Texto do documento:
####################
Perguntam-me não raras vezes:
- "Qual o livro de José Saramago que mais gostaste de ler?"
A resposta que pode ser dada a cada momento:
- "Impossível de dizer... não sei responder, não seria justo para com outros (livros) não nomeados. Mas uma coisa sempre soube. Uma obra de Saramago, enquanto "pseudo ser vivo" ou com "gente dentro" tem que me raptar, prender-me, não me deixar sair de dentro das suas páginas. Fazer de mim um refém, e só me libertar no final da leitura... mesmo ao chegar à última página. Aí, o "Eu" leitor que se mantém refém, liberta-se da "gente que a obra transporta dentro" e segue o seu caminho.
Mas segue um caminho que se faz caminhando, conjuntamente com mais uma família"
####################
Linhas de registro:
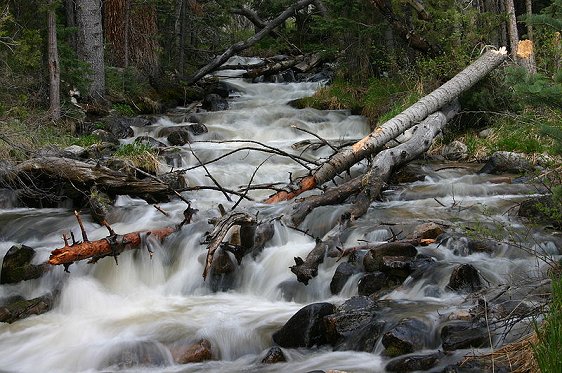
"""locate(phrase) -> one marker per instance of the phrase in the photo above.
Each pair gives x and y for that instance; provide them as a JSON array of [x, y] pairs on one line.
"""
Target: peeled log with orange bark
[[112, 245], [372, 143]]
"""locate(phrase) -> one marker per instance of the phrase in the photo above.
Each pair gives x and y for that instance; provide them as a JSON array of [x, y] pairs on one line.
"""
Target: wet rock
[[221, 274], [105, 136], [178, 137], [428, 230], [463, 334], [408, 336], [74, 152], [371, 283], [503, 161], [544, 210], [354, 326], [465, 278], [414, 362], [197, 129], [455, 151], [214, 102], [150, 141], [344, 271], [192, 353], [372, 261], [305, 328], [137, 354], [274, 355], [17, 266], [19, 308]]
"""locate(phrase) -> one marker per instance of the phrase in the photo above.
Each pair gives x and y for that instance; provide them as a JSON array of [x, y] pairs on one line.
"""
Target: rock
[[221, 274], [150, 141], [274, 355], [179, 137], [344, 271], [305, 328], [463, 334], [414, 362], [105, 136], [137, 354], [19, 308], [455, 151], [17, 266], [408, 336], [121, 127], [197, 129], [544, 210], [371, 283], [372, 261], [214, 102], [428, 230], [465, 278], [74, 152], [192, 353], [354, 326], [503, 161]]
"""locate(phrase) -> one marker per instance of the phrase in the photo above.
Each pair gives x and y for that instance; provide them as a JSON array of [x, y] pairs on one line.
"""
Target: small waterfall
[[149, 303]]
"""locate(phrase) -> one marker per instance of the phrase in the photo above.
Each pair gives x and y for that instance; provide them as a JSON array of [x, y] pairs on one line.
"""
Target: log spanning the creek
[[374, 142]]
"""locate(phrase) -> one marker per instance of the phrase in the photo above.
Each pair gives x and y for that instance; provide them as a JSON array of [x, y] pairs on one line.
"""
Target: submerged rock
[[408, 336], [305, 328], [465, 278], [274, 355], [463, 334], [192, 353], [17, 266], [414, 362]]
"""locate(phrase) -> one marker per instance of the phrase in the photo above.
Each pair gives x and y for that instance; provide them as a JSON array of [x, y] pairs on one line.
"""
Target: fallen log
[[222, 226], [347, 157], [112, 245], [369, 186], [235, 48]]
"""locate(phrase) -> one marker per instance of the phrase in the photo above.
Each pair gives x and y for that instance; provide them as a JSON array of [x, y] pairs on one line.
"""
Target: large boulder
[[214, 102], [354, 326], [305, 328], [407, 336], [511, 162], [17, 266], [463, 334], [465, 278]]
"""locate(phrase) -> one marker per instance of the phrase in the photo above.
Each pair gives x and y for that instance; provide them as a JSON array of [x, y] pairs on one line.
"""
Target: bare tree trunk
[[373, 142], [54, 67], [512, 28], [90, 43], [219, 60]]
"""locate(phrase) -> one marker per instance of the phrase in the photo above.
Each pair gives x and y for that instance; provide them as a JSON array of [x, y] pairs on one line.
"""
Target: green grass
[[547, 350]]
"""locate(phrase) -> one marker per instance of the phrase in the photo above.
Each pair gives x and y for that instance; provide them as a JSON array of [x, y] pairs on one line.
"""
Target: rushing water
[[164, 299]]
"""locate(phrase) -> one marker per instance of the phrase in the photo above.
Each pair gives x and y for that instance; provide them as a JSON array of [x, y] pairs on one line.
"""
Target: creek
[[163, 299]]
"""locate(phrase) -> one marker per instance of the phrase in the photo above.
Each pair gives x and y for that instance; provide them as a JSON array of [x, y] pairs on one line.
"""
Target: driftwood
[[235, 48], [373, 142], [82, 175], [222, 226]]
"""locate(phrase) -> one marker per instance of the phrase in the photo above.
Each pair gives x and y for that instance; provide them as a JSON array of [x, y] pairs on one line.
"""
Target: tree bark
[[347, 157], [54, 67], [112, 245], [233, 49], [90, 44]]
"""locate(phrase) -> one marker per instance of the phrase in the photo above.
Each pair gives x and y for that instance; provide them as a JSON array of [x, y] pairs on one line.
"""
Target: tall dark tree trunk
[[90, 43], [54, 67]]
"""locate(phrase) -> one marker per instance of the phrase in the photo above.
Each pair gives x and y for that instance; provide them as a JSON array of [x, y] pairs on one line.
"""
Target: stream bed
[[159, 302]]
####################
Instruções do exercício:
1) No texto sobre ler Saramago, liste todas as expressões que estão entre aspas dentro da resposta que começa com "Impossível de dizer".
2) No texto sobre ler Saramago, atualize o trecho de "Perguntam-me não raras" até "o seu caminho.", trocando "refém" por "prisioneiro".
As linhas foram tiradas de outra fonte.

Respostas:
1)
- pseudo ser vivo
- gente dentro
- Eu
- gente que a obra transporta dentro

2)
Perguntam-me não raras vezes:
- "Qual o livro de José Saramago que mais gostaste de ler?"
A resposta que pode ser dada a cada momento:
- "Impossível de dizer... não sei responder, não seria justo para com outros (livros) não nomeados. Mas uma coisa sempre soube. Uma obra de Saramago, enquanto "pseudo ser vivo" ou com "gente dentro" tem que me raptar, prender-me, não me deixar sair de dentro das suas páginas. Fazer de mim um prisioneiro, e só me libertar no final da leitura... mesmo ao chegar à última página. Aí, o "Eu" leitor que se mantém prisioneiro, liberta-se da "gente que a obra transporta dentro" e segue o seu caminho.